● **JOB**: Count the lines in the material below that contain the word "short". Reply with that number only.

Pointing records for objects in photos:

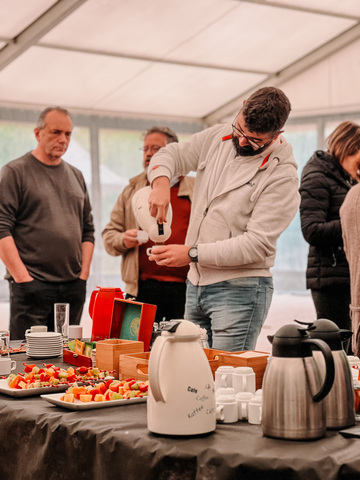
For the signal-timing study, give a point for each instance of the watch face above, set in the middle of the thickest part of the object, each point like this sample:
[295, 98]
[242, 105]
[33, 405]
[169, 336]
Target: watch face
[193, 253]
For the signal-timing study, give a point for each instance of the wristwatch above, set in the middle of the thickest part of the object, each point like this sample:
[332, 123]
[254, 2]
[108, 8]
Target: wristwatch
[193, 253]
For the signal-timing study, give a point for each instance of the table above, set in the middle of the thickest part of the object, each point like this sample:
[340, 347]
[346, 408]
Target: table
[41, 441]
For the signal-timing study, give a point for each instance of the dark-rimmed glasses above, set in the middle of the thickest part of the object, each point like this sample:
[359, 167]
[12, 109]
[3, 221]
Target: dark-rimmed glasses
[152, 148]
[254, 143]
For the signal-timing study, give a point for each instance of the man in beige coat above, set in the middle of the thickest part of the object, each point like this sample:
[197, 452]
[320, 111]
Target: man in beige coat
[350, 224]
[147, 282]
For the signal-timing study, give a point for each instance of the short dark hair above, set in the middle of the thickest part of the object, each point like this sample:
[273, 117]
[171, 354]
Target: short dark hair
[266, 110]
[41, 120]
[171, 137]
[344, 140]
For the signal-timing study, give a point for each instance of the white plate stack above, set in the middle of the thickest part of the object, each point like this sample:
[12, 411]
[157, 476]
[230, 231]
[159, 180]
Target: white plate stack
[44, 344]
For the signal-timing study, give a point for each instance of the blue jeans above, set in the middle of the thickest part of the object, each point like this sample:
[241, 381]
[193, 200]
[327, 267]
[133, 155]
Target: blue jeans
[232, 312]
[32, 303]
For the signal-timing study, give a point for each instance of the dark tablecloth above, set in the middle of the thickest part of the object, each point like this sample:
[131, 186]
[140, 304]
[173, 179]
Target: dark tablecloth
[41, 441]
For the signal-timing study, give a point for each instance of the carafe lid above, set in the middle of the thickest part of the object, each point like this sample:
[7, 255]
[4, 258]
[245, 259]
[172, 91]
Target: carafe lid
[288, 341]
[182, 330]
[328, 331]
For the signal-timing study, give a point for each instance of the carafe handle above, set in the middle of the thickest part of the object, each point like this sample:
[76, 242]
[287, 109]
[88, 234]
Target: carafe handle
[329, 368]
[154, 368]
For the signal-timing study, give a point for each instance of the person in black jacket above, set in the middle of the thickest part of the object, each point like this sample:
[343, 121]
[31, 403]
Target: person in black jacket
[325, 181]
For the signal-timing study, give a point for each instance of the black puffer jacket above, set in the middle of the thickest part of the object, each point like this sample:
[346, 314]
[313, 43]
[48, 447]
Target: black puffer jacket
[324, 185]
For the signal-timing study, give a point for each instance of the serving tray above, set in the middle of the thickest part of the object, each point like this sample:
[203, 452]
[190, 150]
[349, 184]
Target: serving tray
[30, 392]
[78, 405]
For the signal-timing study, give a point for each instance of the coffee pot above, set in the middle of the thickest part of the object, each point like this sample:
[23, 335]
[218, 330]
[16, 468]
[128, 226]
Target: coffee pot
[293, 387]
[339, 403]
[157, 232]
[181, 399]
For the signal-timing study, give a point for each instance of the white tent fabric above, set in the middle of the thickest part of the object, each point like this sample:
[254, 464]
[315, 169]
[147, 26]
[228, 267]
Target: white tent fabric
[181, 59]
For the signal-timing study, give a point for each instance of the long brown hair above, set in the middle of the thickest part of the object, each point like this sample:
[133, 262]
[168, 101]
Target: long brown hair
[344, 140]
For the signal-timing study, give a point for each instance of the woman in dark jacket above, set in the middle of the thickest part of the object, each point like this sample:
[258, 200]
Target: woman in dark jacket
[325, 181]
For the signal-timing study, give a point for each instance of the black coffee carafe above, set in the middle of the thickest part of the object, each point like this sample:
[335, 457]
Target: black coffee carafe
[339, 404]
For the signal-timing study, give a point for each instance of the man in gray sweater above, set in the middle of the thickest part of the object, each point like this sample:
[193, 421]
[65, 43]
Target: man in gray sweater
[245, 195]
[46, 228]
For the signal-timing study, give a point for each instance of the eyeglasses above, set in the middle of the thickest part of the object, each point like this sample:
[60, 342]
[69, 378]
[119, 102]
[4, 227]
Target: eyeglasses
[152, 148]
[254, 143]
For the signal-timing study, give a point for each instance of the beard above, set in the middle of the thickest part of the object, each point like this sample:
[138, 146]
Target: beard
[247, 150]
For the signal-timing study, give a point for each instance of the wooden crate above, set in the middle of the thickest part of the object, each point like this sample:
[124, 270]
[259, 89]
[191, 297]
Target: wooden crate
[109, 351]
[76, 358]
[134, 366]
[137, 365]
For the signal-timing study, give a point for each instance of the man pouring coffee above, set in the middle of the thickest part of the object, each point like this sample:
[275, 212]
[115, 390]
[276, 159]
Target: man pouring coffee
[245, 195]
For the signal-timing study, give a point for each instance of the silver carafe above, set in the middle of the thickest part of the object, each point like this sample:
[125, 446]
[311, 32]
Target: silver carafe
[339, 404]
[293, 387]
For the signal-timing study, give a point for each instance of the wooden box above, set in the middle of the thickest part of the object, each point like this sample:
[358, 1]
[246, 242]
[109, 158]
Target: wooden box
[133, 321]
[109, 351]
[134, 365]
[76, 358]
[137, 365]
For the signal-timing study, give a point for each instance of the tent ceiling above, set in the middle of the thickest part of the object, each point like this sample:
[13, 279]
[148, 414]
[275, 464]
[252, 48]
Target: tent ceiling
[185, 59]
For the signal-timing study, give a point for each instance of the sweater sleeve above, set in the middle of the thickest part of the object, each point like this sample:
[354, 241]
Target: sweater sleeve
[9, 203]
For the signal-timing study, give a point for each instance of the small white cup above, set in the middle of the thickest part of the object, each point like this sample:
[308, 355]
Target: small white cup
[142, 236]
[230, 408]
[244, 380]
[75, 331]
[36, 328]
[220, 413]
[243, 399]
[223, 376]
[224, 391]
[4, 342]
[7, 366]
[61, 318]
[255, 410]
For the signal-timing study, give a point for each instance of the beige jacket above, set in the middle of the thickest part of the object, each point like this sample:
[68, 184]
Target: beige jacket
[122, 219]
[241, 205]
[349, 216]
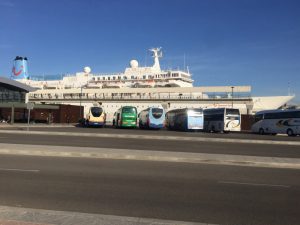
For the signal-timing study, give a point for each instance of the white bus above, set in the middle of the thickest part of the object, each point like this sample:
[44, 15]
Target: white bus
[222, 120]
[277, 122]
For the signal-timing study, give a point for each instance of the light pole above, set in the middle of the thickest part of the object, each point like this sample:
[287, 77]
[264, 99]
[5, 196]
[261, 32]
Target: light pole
[80, 103]
[232, 97]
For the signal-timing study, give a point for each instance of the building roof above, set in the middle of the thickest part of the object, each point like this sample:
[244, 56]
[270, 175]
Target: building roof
[15, 85]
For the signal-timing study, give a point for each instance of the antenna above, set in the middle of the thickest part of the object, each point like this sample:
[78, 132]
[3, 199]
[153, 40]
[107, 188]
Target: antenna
[183, 61]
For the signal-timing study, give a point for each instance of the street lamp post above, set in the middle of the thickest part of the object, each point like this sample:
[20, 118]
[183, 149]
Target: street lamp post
[232, 97]
[80, 115]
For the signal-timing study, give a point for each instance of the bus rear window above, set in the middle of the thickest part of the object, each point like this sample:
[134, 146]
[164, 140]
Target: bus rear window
[129, 110]
[96, 111]
[232, 111]
[157, 112]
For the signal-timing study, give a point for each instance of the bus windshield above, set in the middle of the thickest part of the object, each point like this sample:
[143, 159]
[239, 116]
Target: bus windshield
[157, 112]
[129, 110]
[232, 112]
[96, 111]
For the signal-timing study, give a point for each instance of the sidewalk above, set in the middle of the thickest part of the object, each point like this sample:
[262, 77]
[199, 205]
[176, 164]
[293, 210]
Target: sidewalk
[25, 216]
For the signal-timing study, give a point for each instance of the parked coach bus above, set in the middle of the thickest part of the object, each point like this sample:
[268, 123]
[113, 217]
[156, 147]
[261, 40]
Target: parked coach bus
[152, 118]
[126, 116]
[277, 122]
[222, 120]
[95, 117]
[185, 119]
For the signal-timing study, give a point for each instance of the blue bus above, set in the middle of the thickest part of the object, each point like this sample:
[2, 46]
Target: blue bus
[152, 118]
[185, 119]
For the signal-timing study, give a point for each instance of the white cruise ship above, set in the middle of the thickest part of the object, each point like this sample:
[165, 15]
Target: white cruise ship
[144, 87]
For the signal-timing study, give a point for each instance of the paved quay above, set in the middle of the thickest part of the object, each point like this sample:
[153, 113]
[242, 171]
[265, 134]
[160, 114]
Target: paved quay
[294, 142]
[26, 216]
[160, 156]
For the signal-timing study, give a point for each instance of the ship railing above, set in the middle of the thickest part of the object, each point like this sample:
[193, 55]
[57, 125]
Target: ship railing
[135, 97]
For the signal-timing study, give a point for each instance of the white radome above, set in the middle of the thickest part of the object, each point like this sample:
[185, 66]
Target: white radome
[134, 63]
[87, 69]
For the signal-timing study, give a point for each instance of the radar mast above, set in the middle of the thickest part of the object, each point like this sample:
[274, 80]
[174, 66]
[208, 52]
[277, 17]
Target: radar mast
[156, 54]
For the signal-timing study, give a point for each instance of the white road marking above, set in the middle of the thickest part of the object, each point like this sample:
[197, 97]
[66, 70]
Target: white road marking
[19, 170]
[254, 184]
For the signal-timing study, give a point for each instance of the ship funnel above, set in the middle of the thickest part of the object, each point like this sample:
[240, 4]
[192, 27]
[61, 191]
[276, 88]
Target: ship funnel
[20, 69]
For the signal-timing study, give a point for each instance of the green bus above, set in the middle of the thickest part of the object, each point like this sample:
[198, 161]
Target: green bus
[126, 116]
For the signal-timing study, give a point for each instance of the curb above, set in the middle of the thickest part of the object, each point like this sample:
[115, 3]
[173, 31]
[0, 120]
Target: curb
[155, 137]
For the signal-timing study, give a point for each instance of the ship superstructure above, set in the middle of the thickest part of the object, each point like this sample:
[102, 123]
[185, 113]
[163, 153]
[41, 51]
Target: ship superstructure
[145, 87]
[133, 77]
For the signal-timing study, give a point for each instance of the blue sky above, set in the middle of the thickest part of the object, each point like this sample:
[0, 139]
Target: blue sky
[225, 42]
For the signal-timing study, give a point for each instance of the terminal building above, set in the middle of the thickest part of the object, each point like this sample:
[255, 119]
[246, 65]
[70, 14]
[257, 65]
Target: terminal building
[14, 98]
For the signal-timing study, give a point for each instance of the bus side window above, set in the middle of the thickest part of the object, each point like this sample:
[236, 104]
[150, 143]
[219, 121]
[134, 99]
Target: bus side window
[258, 117]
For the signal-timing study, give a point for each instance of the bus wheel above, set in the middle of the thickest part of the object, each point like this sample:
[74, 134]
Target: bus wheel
[290, 132]
[261, 131]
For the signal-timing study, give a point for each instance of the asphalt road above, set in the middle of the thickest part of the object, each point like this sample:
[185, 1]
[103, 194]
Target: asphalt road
[163, 132]
[156, 145]
[174, 191]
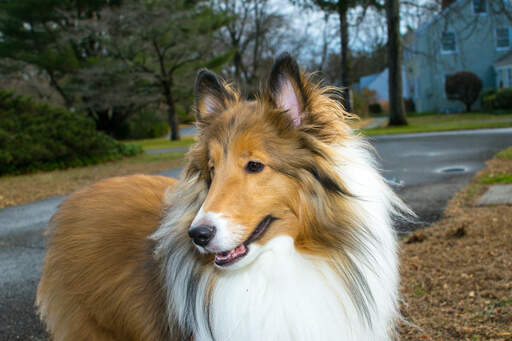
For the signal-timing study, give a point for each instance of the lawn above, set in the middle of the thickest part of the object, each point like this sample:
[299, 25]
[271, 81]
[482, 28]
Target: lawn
[163, 143]
[446, 122]
[16, 190]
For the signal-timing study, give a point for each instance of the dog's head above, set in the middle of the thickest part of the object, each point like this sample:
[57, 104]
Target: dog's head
[267, 164]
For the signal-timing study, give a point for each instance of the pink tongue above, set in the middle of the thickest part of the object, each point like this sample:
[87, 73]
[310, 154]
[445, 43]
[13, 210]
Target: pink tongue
[231, 255]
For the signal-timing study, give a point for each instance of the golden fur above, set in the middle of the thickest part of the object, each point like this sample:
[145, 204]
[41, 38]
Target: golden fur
[99, 280]
[120, 264]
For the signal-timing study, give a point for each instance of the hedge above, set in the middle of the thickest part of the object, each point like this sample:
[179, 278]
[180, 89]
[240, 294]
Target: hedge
[497, 100]
[36, 136]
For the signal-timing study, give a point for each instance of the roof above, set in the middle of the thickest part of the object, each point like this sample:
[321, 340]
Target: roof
[504, 60]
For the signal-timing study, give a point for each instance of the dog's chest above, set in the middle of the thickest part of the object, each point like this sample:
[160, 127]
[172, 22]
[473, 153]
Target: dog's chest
[281, 296]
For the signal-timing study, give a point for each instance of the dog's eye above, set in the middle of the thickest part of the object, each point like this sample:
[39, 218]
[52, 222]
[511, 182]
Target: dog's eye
[254, 167]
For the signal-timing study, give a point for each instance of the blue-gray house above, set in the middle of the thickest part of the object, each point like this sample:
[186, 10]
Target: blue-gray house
[468, 35]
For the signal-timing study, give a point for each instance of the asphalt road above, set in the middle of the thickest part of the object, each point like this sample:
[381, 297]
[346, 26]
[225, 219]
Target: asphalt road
[415, 165]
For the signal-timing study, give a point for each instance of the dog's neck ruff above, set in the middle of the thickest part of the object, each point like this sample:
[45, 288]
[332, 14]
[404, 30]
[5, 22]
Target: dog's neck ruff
[283, 294]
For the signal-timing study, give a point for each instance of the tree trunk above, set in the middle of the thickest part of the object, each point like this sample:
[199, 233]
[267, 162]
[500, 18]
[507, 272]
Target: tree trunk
[345, 67]
[68, 102]
[171, 113]
[396, 103]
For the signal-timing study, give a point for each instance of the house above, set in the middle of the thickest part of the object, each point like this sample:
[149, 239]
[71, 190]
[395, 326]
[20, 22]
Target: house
[503, 68]
[378, 82]
[468, 35]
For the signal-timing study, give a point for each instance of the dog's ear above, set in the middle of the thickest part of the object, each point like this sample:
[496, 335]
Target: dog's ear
[286, 88]
[210, 94]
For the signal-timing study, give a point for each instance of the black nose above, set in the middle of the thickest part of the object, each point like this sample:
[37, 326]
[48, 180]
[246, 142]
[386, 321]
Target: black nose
[202, 234]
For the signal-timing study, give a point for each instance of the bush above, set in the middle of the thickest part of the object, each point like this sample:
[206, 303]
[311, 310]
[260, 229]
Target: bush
[35, 136]
[488, 103]
[144, 125]
[503, 99]
[375, 108]
[463, 86]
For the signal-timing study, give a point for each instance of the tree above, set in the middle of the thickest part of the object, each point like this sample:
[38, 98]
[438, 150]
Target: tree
[31, 32]
[341, 8]
[396, 103]
[162, 40]
[253, 35]
[110, 92]
[463, 86]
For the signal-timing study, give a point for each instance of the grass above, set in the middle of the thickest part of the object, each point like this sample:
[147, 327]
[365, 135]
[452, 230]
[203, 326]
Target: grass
[458, 286]
[163, 143]
[16, 190]
[500, 178]
[434, 122]
[505, 154]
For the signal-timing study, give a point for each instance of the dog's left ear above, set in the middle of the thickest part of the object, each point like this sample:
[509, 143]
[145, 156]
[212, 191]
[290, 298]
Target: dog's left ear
[210, 94]
[286, 88]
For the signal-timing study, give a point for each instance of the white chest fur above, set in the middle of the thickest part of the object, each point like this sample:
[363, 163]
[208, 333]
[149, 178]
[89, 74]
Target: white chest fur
[282, 295]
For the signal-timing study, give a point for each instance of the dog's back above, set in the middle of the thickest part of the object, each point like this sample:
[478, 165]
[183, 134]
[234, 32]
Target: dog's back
[99, 276]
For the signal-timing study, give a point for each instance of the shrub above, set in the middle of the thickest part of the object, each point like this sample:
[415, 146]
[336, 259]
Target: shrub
[488, 103]
[463, 86]
[375, 108]
[144, 125]
[35, 136]
[503, 99]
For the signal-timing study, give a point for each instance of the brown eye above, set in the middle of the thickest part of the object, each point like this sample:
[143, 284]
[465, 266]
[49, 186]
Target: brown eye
[254, 167]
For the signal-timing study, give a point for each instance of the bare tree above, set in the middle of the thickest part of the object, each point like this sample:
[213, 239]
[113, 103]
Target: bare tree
[396, 103]
[254, 36]
[163, 39]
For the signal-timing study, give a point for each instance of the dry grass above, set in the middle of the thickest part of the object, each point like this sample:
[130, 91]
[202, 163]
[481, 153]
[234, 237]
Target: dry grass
[16, 190]
[457, 274]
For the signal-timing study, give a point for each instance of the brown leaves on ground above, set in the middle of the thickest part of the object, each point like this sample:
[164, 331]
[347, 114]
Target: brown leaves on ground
[457, 274]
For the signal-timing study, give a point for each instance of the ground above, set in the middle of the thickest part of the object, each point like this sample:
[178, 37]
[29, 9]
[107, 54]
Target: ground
[444, 122]
[457, 273]
[412, 161]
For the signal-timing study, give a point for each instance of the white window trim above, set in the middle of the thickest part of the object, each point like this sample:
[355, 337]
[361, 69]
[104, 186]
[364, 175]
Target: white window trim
[496, 39]
[443, 51]
[480, 13]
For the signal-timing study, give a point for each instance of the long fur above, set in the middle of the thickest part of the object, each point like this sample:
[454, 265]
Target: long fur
[120, 265]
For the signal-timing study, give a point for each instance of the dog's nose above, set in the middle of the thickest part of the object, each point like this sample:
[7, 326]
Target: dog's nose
[201, 235]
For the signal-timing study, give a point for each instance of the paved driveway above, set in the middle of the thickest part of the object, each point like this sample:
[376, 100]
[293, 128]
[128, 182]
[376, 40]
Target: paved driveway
[414, 162]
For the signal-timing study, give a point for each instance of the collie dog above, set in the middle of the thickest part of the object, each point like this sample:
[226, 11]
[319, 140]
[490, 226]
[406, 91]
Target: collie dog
[280, 228]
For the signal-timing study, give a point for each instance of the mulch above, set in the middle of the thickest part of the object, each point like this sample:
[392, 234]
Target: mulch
[456, 275]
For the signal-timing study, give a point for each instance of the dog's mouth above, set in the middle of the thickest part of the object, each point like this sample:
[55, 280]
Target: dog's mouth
[227, 258]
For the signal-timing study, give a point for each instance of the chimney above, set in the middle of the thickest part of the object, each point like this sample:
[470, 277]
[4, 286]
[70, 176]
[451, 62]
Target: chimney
[446, 3]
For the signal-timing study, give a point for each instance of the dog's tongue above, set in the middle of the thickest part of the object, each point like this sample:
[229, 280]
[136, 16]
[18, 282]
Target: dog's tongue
[229, 256]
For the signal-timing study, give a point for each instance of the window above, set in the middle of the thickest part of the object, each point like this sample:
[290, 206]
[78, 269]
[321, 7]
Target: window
[448, 43]
[480, 6]
[502, 38]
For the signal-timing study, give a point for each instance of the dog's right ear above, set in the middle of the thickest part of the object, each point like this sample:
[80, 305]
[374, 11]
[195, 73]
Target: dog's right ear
[210, 94]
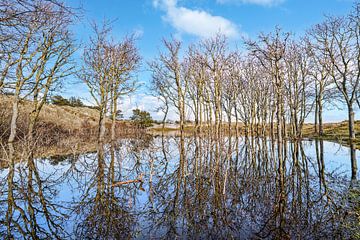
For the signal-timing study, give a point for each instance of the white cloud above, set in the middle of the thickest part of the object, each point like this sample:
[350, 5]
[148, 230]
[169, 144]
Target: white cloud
[257, 2]
[145, 102]
[195, 22]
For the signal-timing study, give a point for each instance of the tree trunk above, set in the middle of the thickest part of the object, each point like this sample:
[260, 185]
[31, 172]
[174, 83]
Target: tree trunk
[351, 142]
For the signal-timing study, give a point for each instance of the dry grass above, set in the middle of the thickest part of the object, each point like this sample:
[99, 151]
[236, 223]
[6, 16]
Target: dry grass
[60, 129]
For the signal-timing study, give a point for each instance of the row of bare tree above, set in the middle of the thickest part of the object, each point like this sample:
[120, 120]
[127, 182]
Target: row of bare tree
[36, 55]
[271, 87]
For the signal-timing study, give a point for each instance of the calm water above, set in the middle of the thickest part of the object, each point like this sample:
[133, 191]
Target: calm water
[190, 189]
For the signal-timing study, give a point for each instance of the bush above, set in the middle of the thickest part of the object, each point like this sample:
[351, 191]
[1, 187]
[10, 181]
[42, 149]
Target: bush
[72, 101]
[141, 119]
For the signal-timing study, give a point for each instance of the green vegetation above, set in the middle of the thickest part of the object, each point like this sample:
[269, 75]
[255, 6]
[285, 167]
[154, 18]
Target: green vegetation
[141, 119]
[72, 101]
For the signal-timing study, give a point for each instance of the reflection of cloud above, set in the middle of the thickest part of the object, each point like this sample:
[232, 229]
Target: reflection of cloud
[257, 2]
[145, 102]
[195, 22]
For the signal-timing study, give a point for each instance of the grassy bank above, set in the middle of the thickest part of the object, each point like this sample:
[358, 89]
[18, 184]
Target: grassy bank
[335, 132]
[59, 130]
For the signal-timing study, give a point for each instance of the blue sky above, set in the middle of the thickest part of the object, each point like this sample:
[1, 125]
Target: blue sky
[191, 20]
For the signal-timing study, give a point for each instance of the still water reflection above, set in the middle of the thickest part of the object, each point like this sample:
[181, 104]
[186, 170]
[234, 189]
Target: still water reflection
[184, 188]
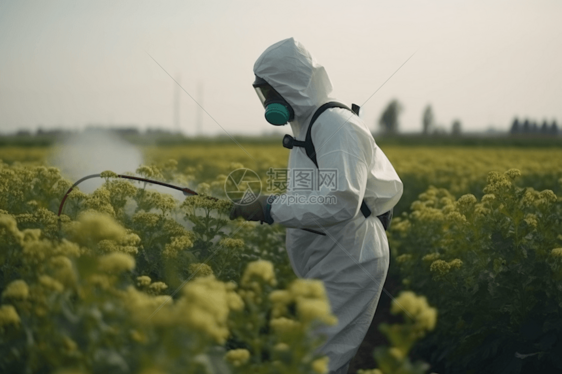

● **FINAL RESULT**: 2